Wednesday, February 12, 2014

Wednesday Feb 12th

From student blogger Joyce - 

Due to popular request (of one person. Hi neighbor, congrats on the perfect score), I will send in a lovely paragraph loaded with as much as sarcasm as possible. Which in this case, is only a little.

      In the article "Yellow Fever and Malaria in the Canal", the author is describing the problem of yellow fever and malaria during the Panama Canal project and the eventual solution. The author starts by informing the reader that more than 85% of canal workers in 1906 had taken a lovely excursion to the hospital due to either yellow fever, which gave them a lovely, cheery yellow complexion due to jaundice, headaches, pain, dark black vomit that complimented their skin tone, and often death as a free bonus; the other workers had gone due to malaria, and they were lucky enough to get to visit the hospital numerous times, as malaria could reoccur, making up for the low death rate. Although tens of thousands of workers fell ill, the author also states that doctors had not agreed on a set way to treat patients, and usually resorted to tender love and care. Doctor Gorgas, however, who had eradicated yellow fever in Havana by ridding the land (fine, city) of mosquitoes, felt he could do the same in Panama. Although his proposition was rejected due to the cost ($1 million) and because they believed the "miasma theory", a yellow fever scare hit the canal and long story very short, convinced everyone to adopt Gorgas' plan. As he started the genocide of the mosquitoes, yellow fever eventually disappeared and malaria dropped dramatically (to the disappointment of those who wanted the classic jaundice look and hospital experience), and workers and tourists both flocked to the isthmus.

-- 
Joyce

Mr G's post
Today we tried something new....

We took an article about the Panama Canal and applied some structured evaluation processes to summarize the articles main concepts. We used a process to determine the key elements presented and focused on how the author delivered their message.
A summary of what we did will be due tomorrow to demonstrate the outcome of the process. We will have more activities similar to today as we move through the next Unit.

**About this exercise:**
Please set down everything from "Wednesday Feb 12th" down to "only a little." in the class blog post, word for word.

**Source records:**
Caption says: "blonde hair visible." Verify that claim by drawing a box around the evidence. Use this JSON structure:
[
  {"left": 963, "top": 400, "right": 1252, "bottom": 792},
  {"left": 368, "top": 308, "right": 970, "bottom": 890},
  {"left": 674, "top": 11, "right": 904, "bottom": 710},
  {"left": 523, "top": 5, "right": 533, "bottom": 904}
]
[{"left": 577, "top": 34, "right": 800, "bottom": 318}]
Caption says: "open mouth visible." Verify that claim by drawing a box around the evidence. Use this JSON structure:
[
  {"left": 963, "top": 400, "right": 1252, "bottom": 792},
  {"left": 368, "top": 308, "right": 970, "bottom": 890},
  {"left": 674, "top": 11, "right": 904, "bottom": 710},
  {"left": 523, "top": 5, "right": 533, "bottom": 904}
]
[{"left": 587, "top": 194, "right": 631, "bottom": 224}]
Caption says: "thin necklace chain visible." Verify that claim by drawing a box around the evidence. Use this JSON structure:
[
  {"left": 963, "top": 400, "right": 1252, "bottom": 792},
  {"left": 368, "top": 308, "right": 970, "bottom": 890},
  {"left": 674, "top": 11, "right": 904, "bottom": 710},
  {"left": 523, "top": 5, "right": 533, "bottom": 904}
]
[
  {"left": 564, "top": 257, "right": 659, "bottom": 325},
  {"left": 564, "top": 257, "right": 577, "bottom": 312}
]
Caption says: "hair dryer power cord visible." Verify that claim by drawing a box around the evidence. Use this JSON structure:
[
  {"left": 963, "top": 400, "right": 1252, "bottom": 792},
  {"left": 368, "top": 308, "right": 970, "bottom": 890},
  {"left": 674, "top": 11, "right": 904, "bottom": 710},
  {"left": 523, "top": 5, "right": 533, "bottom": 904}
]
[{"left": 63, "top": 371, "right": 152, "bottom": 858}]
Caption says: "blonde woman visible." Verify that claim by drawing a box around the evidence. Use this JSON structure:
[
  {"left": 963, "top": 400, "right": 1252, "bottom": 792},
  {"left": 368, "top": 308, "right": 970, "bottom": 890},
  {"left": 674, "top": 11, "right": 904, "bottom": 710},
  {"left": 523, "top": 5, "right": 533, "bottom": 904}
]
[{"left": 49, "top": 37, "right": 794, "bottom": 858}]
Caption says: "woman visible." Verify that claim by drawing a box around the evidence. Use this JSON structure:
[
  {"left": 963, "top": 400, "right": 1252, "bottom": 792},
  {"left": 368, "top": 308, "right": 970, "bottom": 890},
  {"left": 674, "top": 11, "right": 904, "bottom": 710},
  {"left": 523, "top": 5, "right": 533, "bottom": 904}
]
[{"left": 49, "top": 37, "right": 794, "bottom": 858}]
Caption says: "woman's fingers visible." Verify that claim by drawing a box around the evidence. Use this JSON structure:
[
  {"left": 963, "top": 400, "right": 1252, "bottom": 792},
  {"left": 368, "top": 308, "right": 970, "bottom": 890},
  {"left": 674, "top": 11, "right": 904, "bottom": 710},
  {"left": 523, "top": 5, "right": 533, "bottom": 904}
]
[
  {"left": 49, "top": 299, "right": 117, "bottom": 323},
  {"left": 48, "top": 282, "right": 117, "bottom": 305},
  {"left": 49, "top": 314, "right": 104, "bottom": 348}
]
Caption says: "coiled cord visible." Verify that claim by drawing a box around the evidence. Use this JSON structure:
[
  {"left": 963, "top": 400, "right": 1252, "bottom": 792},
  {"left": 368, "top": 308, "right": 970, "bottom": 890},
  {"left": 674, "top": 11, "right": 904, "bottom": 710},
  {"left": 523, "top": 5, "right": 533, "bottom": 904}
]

**The answer:**
Wednesday Feb 12th

From student blogger Joyce - 

Due to popular request (of one person. Hi neighbor, congrats on the perfect score), I will send in a lovely paragraph loaded with as much as sarcasm as possible. Which in this case, is only a little.